'''
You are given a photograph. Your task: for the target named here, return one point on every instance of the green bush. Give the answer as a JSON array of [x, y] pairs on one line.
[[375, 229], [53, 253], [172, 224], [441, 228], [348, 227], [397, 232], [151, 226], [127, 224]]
'''
'''
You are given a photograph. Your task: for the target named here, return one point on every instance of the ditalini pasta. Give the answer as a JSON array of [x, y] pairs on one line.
'''
'''
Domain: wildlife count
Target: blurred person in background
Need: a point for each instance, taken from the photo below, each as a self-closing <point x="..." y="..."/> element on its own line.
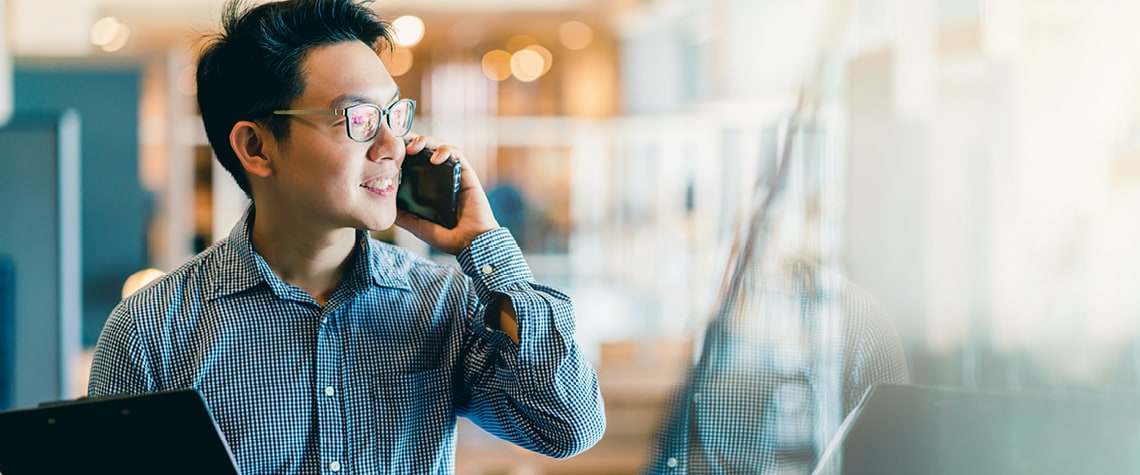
'''
• _WHAT IS EXPECTED_:
Could you retype exactly the lines above, starting at the line that contains "Target: blurred person in background" and ending at the line that contains "Need: a point", and nothing more?

• _OUTPUT OF THE EXERCISE_:
Target: blurred person in background
Need: a point for each instance, taken from the photo below, each as a self-closing <point x="..." y="..."/> element on its own line.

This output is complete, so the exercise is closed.